**TAREFA A**
Liste todos os países citados no texto sobre a COVID.
**TAREFA B**
Escreva a continuação do texto sobre a COVID, começando logo após a última frase apresentada.

**TRECHO DO TEXTO**
Em uma escala do país mais desenvolvido para o menos desenvolvido, segundo as orientações da ONU e que predominam ideologicamente no mundo, poderia-se, facilmente, admitir a seguinte ordem: EUA, ALEMANHA, BRASIL E NIGÉRIA. Levando-se em conta quem vive com ou sem doença e quem morre, especificamente com os efeitos do COVID, chegamos a resultados que atuam para embaralhar ainda mais as cartas. Há hoje 0,23% de infectados no mundo e o percentual de infecção na Nigéria, hoje de 0,24%, é o mais baixo entre os quatro citados. Nota-se, a Nigéria, segundo os tais números oficiais também, possui 2,67% da população mundial.
Seguindo as confusões que os números podem ampliar, o EUA possui 4,23% e o Brasil possui 2,69% da população mundial. Já em índices de infecções os percentuais se alteram, pois, o EUA possui um índice hoje de 26,31% e o Brasil de 15,18%. A Alemanha, que por sua vez possui 1.07% da população mundial possui um índice de infecção de 1,18% na quantidade das pessoas infectadas em nível mundial. Pois é, a Nigéria, o país mais subdesenvolvido, segundo as informações que predominam, possui um impacto de 0,24% nas infecções mundiais, representa 2,67 da população mundial e vive com impacto de 0,02% de pessoas infectadas em sua população.

**INFORMAÇÕES EXIBIDAS**
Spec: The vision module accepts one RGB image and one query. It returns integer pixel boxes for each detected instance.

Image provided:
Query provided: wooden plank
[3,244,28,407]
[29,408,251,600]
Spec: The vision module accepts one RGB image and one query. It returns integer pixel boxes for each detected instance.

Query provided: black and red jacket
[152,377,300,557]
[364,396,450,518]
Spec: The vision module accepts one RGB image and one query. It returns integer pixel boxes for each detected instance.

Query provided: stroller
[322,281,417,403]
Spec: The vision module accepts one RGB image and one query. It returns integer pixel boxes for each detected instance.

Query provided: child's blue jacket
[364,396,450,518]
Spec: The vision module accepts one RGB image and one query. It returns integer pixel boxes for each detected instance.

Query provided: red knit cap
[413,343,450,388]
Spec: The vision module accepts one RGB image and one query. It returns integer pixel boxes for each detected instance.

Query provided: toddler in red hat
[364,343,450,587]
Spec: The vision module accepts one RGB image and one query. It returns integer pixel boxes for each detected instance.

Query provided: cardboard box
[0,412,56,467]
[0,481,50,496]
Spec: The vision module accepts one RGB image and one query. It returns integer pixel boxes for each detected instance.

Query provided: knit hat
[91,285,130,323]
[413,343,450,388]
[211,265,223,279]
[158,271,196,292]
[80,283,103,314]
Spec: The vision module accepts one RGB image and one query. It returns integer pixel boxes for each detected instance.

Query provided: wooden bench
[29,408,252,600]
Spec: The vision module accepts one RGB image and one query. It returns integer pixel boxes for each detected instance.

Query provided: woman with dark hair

**ÁREA DE RESPOSTA A**
EUA, Alemanha, Brasil e Nigéria.

**ÁREA DE RESPOSTA B**
Afinal, o que está errado nesse quadro? A ideologia que predomina no mundo e nos centros de informações que predominam como autoridades da verdade possuem pouco de verdadeiro? Os índices que organizam os conhecimentos estão construídos com base em interesses de dominações e inverdades para que a mentira tenha predominância? As incertezas pesam como necessárias fontes de dominação e continuidade de exploração para algumas poucas pessoas que formam os menores grupos sociais e como medo e quantidade de óbitos para a maioria das pessoas na chamada humanidade do globo terrestre? Será mesmo tão difícil responder essas questões que além de diferenças teóricas, simbólicas, históricas evidenciam o mundo, atingem com a morte a maioria das pessoas que mais precisam do que é chamado de direitos?
Essas letras estão organizadas em um país chamado Brasil que os tais índices oficiais dizem estar entre os países de alto índices de desenvolvimento humano, com IDH 0,755. Não, não é na Nigéria, que possui IDH de 0,348 e é um país considerado de baixo índice de desenvolvimento humano. E nesse mesmo país onde as letras se desenham na tela, as pessoas que não tombaram ainda com o impacto do vírus sabem que as já tombadas, em doenças e óbitos da COVID, são as mais empobrecidas que residem na imensa periferia brasileira. E mesmo que seja um texto inspirado pela assustadora imagem de Berlim com pessoas protestando amontoadas nas ruas, sem cuidados e proteção, querendo que acabe imediatamente as limitações impostas pelo Estado local para garantir vida, não é escrito em um país que, diferente da Alemanha, não é considerado de “primeiro mundo”. O que fazer?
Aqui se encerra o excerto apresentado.